> What the task asks
In the article on overlooked 1980s American movies, copy out everything from "The 1980s were" down to "worth seeking out.", substituting "filmmaking" for "cinema".

10 Great 1980s American Movie Classics You Probably Haven’t Seen

The 1980s were a lucrative time for American cinema, a decade in where films were consistently making previously unimaginable sums of money at the box office. Largely unpoliticized, much of the most popular cinema of the 1980s was about having a good time, living a rich and fulfilled life, overcoming the odds, and getting the girl at the end before the credits rolled.

Beneath the glossy surface though, there was more gritty, edgy fare being released, films that were far less feel-good in tone and delivered a harder punch. Given these movies pre-dated the political correctness that often stifles modern films, they often went into areas that were daring and controversial, unflinching human dramas that were fearless in their approach. Below are ten 1980s films that may have passed you by, but are well worth seeking out.

> Provided information
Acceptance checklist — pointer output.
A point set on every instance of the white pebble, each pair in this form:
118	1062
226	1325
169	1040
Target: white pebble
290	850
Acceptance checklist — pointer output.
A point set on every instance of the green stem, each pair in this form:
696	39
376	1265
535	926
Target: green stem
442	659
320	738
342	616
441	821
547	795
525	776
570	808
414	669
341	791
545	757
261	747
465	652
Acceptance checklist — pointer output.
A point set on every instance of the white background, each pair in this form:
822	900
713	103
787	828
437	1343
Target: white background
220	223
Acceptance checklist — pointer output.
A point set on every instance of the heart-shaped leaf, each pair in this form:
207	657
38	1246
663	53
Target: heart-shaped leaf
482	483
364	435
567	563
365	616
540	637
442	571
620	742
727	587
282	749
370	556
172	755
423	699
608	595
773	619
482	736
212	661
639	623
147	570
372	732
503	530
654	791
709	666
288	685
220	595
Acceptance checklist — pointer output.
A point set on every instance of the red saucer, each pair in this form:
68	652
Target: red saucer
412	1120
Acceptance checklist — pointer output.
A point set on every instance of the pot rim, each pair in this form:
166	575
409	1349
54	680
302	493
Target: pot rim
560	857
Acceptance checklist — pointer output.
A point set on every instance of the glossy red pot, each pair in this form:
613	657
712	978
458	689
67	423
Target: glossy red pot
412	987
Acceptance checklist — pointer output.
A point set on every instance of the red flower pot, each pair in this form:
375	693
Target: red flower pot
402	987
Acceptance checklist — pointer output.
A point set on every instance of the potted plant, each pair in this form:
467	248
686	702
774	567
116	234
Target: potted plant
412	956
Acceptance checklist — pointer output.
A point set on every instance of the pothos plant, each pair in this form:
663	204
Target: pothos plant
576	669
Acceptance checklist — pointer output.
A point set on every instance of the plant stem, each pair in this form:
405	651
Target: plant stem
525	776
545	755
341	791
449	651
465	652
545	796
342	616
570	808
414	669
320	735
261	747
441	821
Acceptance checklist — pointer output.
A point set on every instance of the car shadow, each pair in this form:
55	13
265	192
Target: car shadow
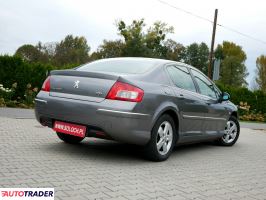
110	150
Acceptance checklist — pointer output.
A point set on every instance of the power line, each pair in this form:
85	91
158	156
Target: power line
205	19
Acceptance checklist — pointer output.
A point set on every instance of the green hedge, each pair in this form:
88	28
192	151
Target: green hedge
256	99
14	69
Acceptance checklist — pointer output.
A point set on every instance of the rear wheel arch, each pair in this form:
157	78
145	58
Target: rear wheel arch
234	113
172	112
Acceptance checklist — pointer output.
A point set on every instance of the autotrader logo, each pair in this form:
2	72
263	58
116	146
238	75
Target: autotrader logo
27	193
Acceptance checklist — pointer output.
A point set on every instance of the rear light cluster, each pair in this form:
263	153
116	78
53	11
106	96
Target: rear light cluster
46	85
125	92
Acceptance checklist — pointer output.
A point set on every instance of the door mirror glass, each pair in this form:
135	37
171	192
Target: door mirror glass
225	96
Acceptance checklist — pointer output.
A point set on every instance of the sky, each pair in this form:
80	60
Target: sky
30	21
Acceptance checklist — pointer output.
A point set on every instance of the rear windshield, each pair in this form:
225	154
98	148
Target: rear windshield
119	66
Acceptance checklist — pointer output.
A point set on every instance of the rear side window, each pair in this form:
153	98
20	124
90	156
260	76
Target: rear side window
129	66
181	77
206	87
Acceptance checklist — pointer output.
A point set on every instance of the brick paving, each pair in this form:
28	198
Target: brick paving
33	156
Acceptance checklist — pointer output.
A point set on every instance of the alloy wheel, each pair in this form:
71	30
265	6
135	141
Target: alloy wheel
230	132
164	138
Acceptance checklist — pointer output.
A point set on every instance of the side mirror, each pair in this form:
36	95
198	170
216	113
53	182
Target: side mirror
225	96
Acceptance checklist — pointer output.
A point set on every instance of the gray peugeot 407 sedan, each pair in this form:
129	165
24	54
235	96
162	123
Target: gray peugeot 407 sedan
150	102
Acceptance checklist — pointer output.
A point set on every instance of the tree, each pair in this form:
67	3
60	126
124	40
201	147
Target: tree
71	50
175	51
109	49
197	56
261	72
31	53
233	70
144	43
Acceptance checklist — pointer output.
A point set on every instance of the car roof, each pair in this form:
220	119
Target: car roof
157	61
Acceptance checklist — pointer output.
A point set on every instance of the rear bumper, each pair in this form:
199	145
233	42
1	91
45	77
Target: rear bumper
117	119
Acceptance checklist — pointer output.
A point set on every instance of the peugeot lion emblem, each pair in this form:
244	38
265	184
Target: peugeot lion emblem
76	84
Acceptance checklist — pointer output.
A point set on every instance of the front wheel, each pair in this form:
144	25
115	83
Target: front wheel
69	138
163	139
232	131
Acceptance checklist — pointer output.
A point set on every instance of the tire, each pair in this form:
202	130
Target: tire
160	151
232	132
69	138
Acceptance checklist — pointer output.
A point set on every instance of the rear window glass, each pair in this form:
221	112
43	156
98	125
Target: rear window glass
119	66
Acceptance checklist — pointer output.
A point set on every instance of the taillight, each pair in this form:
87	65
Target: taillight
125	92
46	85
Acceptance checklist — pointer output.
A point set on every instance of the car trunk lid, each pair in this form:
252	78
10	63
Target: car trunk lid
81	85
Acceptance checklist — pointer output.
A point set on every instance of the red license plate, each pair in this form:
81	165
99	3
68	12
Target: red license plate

==

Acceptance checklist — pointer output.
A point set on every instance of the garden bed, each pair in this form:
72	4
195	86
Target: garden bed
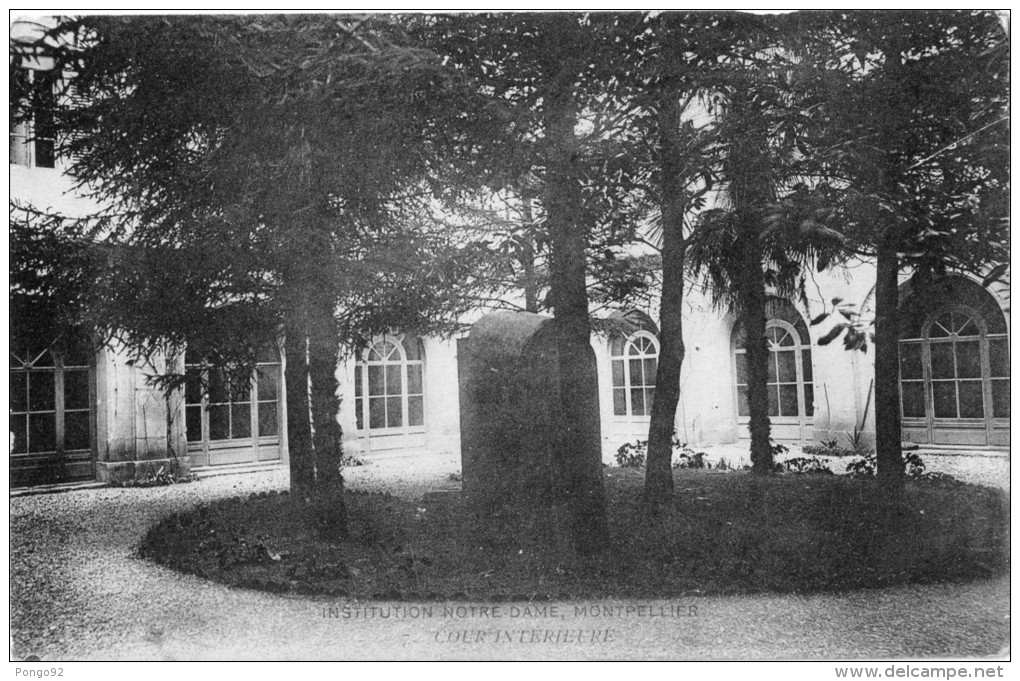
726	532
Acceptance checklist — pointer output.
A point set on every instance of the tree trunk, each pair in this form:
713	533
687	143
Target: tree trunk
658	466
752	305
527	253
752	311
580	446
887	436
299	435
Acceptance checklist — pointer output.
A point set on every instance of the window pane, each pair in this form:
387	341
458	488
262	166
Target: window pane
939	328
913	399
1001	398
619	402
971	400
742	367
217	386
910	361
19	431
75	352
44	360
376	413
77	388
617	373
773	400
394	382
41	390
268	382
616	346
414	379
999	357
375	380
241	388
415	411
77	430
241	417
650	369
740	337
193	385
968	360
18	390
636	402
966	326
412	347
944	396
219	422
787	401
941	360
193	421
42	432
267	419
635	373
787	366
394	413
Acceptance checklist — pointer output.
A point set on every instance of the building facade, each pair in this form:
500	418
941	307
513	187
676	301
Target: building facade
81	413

> Finished exercise
The 1980s were a lucrative time for American filmmaking, a decade in where films were consistently making previously unimaginable sums of money at the box office. Largely unpoliticized, much of the most popular filmmaking of the 1980s was about having a good time, living a rich and fulfilled life, overcoming the odds, and getting the girl at the end before the credits rolled.

Beneath the glossy surface though, there was more gritty, edgy fare being released, films that were far less feel-good in tone and delivered a harder punch. Given these movies pre-dated the political correctness that often stifles modern films, they often went into areas that were daring and controversial, unflinching human dramas that were fearless in their approach. Below are ten 1980s films that may have passed you by, but are well worth seeking out.